EXERCISE — Lay out the part of the data that opens with the line containing "If you could tag each instance of the arched window" and runs through the end as a two-column CSV headed text,answer. Give one row for each line of wording, paired with the answers beneath it, and put each value in a single quoted field, with line breaks turned into spaces.

INPUT FOR THIS TASK —
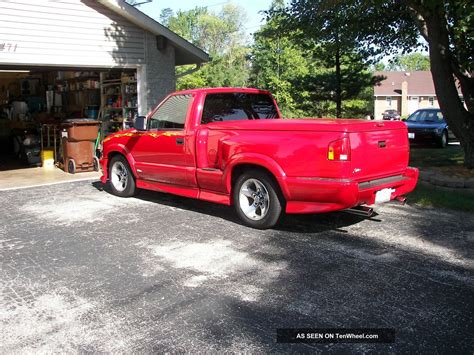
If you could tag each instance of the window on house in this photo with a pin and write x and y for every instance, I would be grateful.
(172, 113)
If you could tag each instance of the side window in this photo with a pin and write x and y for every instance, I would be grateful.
(237, 107)
(172, 113)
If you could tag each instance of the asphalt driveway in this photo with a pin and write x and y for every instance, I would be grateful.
(82, 270)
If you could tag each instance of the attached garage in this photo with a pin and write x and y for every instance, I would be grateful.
(79, 59)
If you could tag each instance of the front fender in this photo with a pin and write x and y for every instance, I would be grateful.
(121, 149)
(258, 160)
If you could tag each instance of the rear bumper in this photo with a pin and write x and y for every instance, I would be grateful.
(316, 195)
(104, 163)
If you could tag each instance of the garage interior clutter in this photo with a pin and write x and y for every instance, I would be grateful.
(59, 118)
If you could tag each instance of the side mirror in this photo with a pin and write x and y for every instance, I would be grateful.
(141, 123)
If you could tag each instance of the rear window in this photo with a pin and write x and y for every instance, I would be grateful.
(172, 113)
(238, 107)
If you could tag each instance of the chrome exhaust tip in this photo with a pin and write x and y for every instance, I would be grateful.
(401, 199)
(361, 211)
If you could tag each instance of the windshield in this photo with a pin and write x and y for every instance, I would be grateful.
(426, 116)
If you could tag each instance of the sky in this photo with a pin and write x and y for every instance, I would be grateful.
(251, 7)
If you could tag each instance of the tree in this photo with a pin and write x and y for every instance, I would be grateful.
(381, 27)
(222, 36)
(410, 62)
(448, 27)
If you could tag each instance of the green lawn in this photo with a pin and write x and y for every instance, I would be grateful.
(427, 195)
(448, 161)
(424, 157)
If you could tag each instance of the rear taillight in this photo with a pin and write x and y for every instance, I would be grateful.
(340, 150)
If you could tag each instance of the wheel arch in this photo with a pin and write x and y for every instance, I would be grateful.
(238, 166)
(121, 150)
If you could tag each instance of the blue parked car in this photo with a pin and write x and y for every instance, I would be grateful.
(428, 125)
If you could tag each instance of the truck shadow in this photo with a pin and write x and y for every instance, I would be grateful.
(312, 223)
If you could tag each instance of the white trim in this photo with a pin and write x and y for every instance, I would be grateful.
(137, 17)
(41, 184)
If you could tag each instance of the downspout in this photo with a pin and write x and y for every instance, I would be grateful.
(190, 71)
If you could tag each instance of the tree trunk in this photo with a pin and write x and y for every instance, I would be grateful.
(460, 121)
(338, 84)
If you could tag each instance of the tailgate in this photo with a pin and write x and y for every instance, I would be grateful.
(379, 152)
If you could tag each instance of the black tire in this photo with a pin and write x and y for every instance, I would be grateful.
(443, 141)
(71, 166)
(121, 179)
(269, 209)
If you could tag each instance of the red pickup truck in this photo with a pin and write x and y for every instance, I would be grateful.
(230, 146)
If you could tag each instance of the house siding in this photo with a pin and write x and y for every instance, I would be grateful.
(380, 104)
(68, 33)
(157, 78)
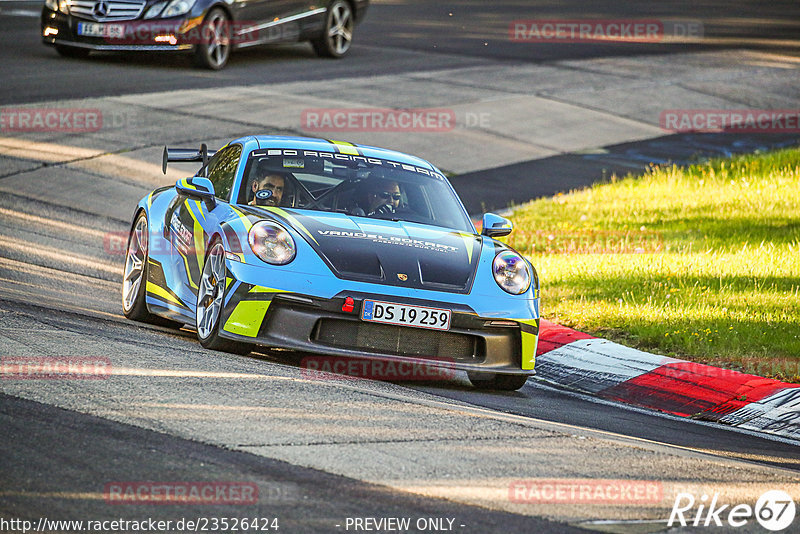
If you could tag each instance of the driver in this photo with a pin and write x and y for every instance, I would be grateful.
(383, 196)
(272, 185)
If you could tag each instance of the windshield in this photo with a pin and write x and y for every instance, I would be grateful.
(351, 184)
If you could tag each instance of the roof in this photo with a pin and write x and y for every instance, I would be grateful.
(328, 145)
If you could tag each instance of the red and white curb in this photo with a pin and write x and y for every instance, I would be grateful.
(608, 370)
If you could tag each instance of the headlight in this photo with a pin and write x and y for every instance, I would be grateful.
(272, 243)
(511, 272)
(178, 7)
(154, 10)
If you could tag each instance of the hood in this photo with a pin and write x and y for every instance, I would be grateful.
(394, 253)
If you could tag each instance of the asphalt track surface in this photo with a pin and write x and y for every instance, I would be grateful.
(53, 458)
(404, 36)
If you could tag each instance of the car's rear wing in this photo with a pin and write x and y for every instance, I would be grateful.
(185, 155)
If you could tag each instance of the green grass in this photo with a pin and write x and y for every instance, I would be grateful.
(700, 263)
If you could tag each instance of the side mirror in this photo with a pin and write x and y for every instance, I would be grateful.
(198, 188)
(496, 226)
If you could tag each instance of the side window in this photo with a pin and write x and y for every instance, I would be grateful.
(222, 170)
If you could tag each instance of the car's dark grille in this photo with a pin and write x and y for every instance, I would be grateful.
(112, 9)
(398, 340)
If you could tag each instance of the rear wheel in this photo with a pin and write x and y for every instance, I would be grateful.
(210, 295)
(72, 51)
(497, 382)
(337, 36)
(215, 47)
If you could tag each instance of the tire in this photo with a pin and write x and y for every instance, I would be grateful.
(497, 382)
(72, 51)
(215, 47)
(210, 297)
(336, 38)
(134, 276)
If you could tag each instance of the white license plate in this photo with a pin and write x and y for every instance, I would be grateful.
(404, 315)
(94, 29)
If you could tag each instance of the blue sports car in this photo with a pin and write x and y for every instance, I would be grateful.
(332, 248)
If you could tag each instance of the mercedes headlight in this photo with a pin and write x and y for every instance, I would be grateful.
(154, 10)
(272, 243)
(178, 7)
(511, 272)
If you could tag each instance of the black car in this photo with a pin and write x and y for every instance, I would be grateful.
(208, 28)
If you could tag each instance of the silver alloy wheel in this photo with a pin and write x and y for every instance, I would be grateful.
(210, 292)
(340, 31)
(217, 31)
(134, 264)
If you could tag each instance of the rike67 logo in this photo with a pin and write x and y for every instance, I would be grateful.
(774, 510)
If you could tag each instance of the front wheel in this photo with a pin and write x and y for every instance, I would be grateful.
(210, 295)
(215, 46)
(134, 276)
(337, 36)
(497, 382)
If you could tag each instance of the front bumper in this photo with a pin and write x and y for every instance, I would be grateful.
(59, 29)
(274, 318)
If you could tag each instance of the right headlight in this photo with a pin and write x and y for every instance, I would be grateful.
(178, 7)
(272, 243)
(511, 272)
(155, 10)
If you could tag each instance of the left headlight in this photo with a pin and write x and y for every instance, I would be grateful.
(272, 243)
(511, 272)
(178, 7)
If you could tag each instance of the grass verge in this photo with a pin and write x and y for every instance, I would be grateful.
(700, 263)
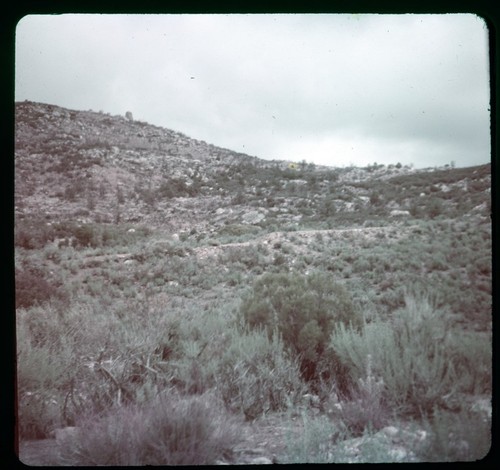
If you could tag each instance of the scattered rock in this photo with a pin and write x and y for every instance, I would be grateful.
(253, 217)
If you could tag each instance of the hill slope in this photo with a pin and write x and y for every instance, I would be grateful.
(148, 263)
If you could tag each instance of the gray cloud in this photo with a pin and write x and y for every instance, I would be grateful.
(334, 89)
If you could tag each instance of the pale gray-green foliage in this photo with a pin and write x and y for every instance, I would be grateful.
(170, 430)
(411, 354)
(255, 375)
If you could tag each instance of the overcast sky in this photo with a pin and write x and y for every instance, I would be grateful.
(330, 89)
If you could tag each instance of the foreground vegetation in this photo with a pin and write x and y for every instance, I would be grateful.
(170, 293)
(252, 329)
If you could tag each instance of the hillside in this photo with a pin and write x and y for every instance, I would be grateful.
(305, 302)
(98, 168)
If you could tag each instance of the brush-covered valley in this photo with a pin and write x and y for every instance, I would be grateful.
(181, 303)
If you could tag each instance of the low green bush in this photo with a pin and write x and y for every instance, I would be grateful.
(304, 310)
(415, 355)
(463, 436)
(170, 430)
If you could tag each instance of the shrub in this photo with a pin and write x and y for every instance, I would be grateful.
(32, 288)
(168, 431)
(256, 376)
(304, 310)
(414, 354)
(455, 437)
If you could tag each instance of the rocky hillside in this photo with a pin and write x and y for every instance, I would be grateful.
(92, 167)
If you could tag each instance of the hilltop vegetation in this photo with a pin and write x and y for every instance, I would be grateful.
(154, 269)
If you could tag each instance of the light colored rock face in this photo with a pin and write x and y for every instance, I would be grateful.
(398, 213)
(253, 217)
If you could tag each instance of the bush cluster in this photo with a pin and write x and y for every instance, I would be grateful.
(304, 310)
(171, 430)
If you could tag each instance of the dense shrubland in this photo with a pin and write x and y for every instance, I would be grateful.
(188, 303)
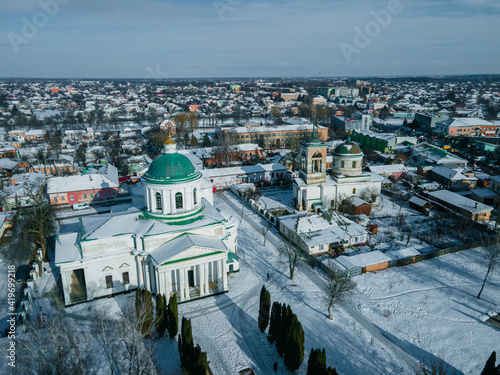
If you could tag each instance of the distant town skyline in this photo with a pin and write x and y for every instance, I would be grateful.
(235, 38)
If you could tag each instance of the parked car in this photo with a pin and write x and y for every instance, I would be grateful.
(80, 206)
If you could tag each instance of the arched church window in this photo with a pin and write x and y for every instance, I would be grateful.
(158, 201)
(178, 200)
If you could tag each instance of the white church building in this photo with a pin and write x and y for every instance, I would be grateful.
(316, 189)
(178, 244)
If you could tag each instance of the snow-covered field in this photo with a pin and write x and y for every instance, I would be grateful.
(430, 309)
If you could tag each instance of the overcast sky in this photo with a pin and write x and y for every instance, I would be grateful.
(247, 38)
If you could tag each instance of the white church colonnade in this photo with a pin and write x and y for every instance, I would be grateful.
(192, 279)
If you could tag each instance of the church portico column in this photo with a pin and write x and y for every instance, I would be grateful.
(167, 284)
(66, 286)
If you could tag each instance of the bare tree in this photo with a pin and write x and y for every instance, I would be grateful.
(292, 254)
(224, 149)
(338, 287)
(138, 352)
(125, 349)
(491, 250)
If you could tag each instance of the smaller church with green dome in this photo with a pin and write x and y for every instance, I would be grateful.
(177, 244)
(317, 189)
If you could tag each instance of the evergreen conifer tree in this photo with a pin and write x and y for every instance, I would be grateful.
(187, 343)
(200, 364)
(316, 364)
(173, 318)
(331, 371)
(160, 314)
(265, 304)
(146, 311)
(138, 296)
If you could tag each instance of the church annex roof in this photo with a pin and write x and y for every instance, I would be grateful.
(171, 168)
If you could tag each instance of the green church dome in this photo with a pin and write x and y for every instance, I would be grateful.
(171, 168)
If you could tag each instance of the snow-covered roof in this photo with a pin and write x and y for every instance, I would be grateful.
(387, 169)
(484, 193)
(460, 201)
(315, 230)
(451, 174)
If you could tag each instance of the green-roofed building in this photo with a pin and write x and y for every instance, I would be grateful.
(177, 244)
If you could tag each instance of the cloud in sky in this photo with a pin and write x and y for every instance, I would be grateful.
(224, 38)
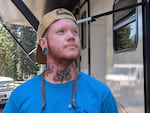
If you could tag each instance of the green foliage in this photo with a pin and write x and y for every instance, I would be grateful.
(13, 60)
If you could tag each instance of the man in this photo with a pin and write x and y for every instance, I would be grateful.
(60, 88)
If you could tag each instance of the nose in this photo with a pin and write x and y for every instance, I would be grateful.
(70, 35)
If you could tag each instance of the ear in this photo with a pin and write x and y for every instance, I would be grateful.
(42, 42)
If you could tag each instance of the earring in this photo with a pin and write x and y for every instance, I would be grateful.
(45, 51)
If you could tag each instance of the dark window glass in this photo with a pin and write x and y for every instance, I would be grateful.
(125, 37)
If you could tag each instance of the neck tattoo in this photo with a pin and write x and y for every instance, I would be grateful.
(48, 70)
(62, 75)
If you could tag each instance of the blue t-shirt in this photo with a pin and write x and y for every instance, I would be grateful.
(92, 96)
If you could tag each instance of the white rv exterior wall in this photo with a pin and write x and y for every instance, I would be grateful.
(101, 29)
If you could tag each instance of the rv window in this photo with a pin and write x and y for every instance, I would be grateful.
(83, 31)
(125, 37)
(124, 27)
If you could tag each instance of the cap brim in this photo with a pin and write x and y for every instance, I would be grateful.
(40, 57)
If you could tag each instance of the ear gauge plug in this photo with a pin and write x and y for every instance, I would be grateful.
(45, 51)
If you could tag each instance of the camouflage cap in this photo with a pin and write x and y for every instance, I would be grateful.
(45, 22)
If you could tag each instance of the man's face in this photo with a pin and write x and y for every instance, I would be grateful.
(63, 40)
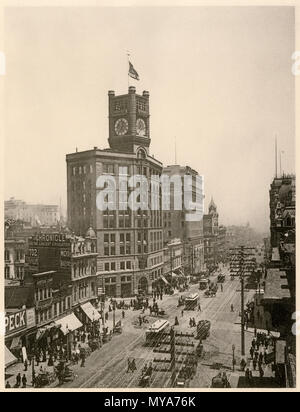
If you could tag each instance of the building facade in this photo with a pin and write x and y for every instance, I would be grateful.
(176, 224)
(211, 234)
(35, 214)
(129, 242)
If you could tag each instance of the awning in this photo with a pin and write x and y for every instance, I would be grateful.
(9, 357)
(16, 342)
(165, 280)
(91, 312)
(280, 351)
(41, 332)
(68, 323)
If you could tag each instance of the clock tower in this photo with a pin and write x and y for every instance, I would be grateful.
(128, 121)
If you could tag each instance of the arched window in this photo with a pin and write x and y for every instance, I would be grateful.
(141, 154)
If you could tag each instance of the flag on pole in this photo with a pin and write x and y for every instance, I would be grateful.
(132, 72)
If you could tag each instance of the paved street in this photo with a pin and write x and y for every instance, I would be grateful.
(106, 368)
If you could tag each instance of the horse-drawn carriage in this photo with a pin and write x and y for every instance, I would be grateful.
(209, 293)
(118, 327)
(43, 379)
(203, 329)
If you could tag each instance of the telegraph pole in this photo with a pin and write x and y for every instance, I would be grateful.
(241, 266)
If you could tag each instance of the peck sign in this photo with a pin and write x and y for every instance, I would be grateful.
(15, 321)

EXPECTED ANSWER —
text,answer
"If you could tag each instance of the arched window in this photo with a pin and write x and y for every instance, I would be grateful.","(141, 154)"
"If you could tag each instance of the flag on pole in this photo with a pin and write x and y for every instance, I would be grateful.","(132, 72)"
"If you could tag each instance of the paved street in this photo with a pin and write x and y for every instance, I would be grateful.","(106, 368)"
"If you could tag each instance of the horse-drawn carriage in this photo with a pin and write x and y for every instance, I would be grateful.","(209, 293) (118, 327) (43, 379) (203, 329)"
"If you could tag each instance of the telegraph pole in this photo with a pin and write x and y for every instance, I would be grateful.","(241, 266)"
"If you could tag each instance of the peck sign in this photo with a pin and write x and y for every instance, I would be grateful.","(15, 321)"